STATED EXERCISE: Can you write out every line of the items below again, shifting each coordinate of the located points up by 63 while leaving the sample point lists unchanged? Leave the pictures out.

::: PROVIDED INFORMATION

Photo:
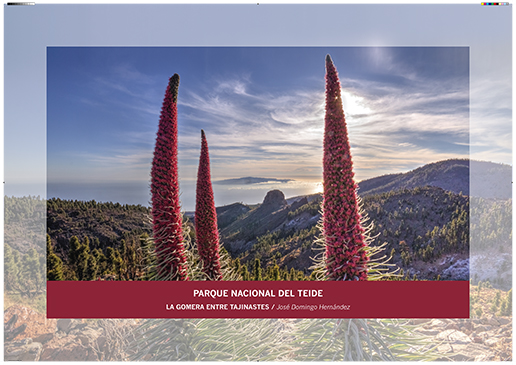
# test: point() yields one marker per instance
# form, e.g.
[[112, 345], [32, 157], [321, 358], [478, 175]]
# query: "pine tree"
[[206, 217], [166, 211], [54, 264], [346, 257], [11, 269]]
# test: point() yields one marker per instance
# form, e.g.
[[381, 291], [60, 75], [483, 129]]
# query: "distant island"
[[250, 180]]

::::::

ANSWER TO THIS PROBLEM:
Photo:
# test: point() yields one marker per instance
# form, e.g.
[[112, 345], [32, 157], [321, 358], [478, 175]]
# query: "pine tree"
[[269, 280], [229, 274], [117, 327], [409, 320], [74, 332]]
# test: point() yields one marker per instance
# form, e.g.
[[381, 291], [60, 75], [483, 129]]
# query: "distant island"
[[313, 243]]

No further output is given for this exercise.